_TEXT PASSAGE_
Gender Responsive Cereal Grains Breeding in Uganda

  • 11th August 2017
  • by secretary
Paepard
GREAT support course
From left, Maria Nassuna-Musoke, Peace Musiimenta and
Margaret Mangheni, all from Makerere University, look at
wheat growing in the Ithaca Community Gardens
with Devon Jenkins, GREAT project support
specialist in IP-CALS, during a recent visit to Cornell.


7-16 August 2017.  
In the joint Cornell and Makerere University project Gender-responsive Researchers Equipped for Agricultural Transformation (GREAT), researchers learn how to identify the needs of women and men when setting priorities, implementing projects, and measuring and communicating project outcomes. They also broaden their understanding of the integral role of gender in their work as scientists and agricultural development professionals.

This is the second of five trainings on the theory and practice of gender-responsive agricultural research offered over the course of the five-year project, which started in 2016. The first course, Gender-Responsive Root, Tuber and Banana Breeding, concluded in February 2017.

_RECORDED DATA_
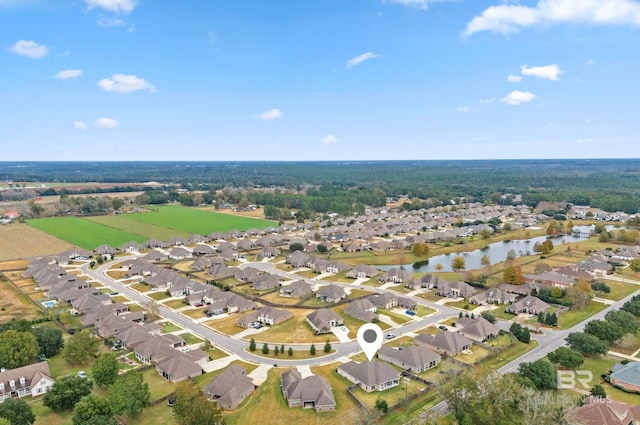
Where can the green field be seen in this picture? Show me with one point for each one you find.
(149, 231)
(192, 220)
(83, 233)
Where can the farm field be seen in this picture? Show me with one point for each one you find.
(148, 230)
(18, 240)
(192, 220)
(83, 233)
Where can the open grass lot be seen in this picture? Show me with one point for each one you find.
(570, 318)
(14, 265)
(174, 304)
(619, 290)
(293, 331)
(147, 230)
(18, 240)
(45, 416)
(268, 406)
(399, 318)
(190, 338)
(193, 220)
(276, 298)
(226, 325)
(158, 386)
(391, 396)
(15, 304)
(83, 233)
(204, 379)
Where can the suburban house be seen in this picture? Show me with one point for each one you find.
(230, 388)
(529, 304)
(31, 380)
(331, 293)
(493, 296)
(323, 319)
(362, 271)
(447, 343)
(297, 289)
(416, 358)
(370, 376)
(312, 392)
(596, 412)
(266, 315)
(626, 376)
(478, 329)
(362, 309)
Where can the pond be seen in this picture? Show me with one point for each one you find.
(496, 251)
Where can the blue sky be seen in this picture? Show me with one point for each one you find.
(318, 79)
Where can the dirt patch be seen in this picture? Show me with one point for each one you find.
(14, 305)
(18, 241)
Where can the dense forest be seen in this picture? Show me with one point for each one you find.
(609, 184)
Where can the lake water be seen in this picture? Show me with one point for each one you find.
(497, 251)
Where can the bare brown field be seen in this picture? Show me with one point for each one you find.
(18, 241)
(14, 265)
(14, 304)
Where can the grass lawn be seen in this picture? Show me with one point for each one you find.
(391, 396)
(570, 318)
(619, 290)
(509, 355)
(148, 230)
(283, 358)
(158, 386)
(198, 221)
(140, 287)
(422, 311)
(45, 416)
(175, 304)
(170, 327)
(400, 319)
(226, 325)
(195, 313)
(190, 338)
(477, 354)
(83, 233)
(292, 331)
(276, 298)
(268, 406)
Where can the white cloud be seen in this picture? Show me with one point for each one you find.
(359, 59)
(121, 83)
(549, 72)
(116, 6)
(106, 123)
(271, 114)
(29, 48)
(329, 139)
(105, 22)
(509, 18)
(68, 73)
(514, 78)
(517, 97)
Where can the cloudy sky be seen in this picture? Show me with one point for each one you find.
(318, 79)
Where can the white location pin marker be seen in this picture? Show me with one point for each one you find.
(370, 339)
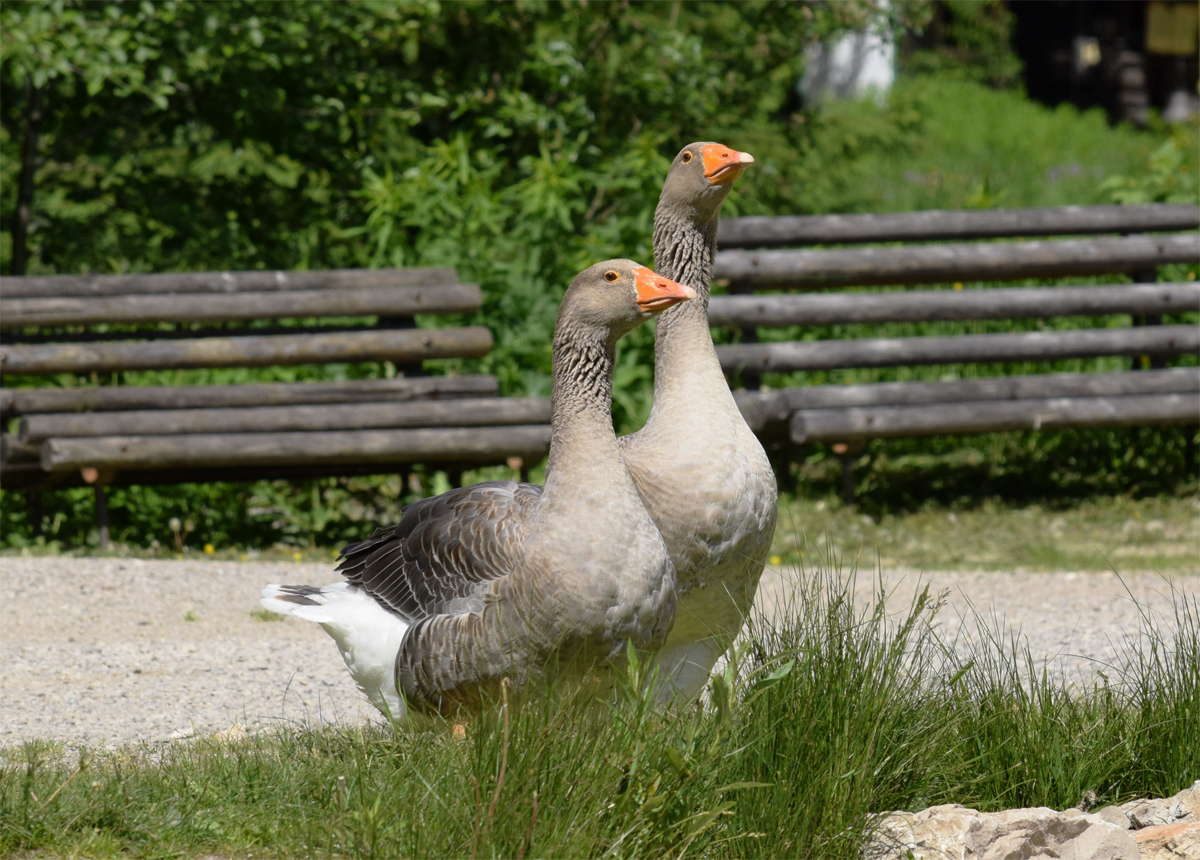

_ASSIGNED TASK A_
Rewrite the paragraph beginning "This is the second of five trainings" from the GREAT course text as a short bulleted list that keeps its main facts.
_ASSIGNED TASK B_
Using the GREAT course text, give short answers to these questions:
(i) What dates are given for the course?
(ii) In what year did the five-year project start?
(iii) What role does Devon Jenkins hold?
_ASSIGNED TASK C_
Transcribe the GREAT course text from "7-16 August 2017." up to and including "agricultural development professionals.".

_EXERCISE RESULT A_
- This is the second of five trainings on the theory and practice of gender-responsive agricultural research.
- The trainings are offered over the five-year project, which started in 2016.
- The first course, Gender-Responsive Root, Tuber and Banana Breeding, concluded in February 2017.

_EXERCISE RESULT B_
(i) 7-16 August 2017
(ii) 2016
(iii) GREAT project support specialist in IP-CALS

_EXERCISE RESULT C_
7-16 August 2017.  
In the joint Cornell and Makerere University project Gender-responsive Researchers Equipped for Agricultural Transformation (GREAT), researchers learn how to identify the needs of women and men when setting priorities, implementing projects, and measuring and communicating project outcomes. They also broaden their understanding of the integral role of gender in their work as scientists and agricultural development professionals.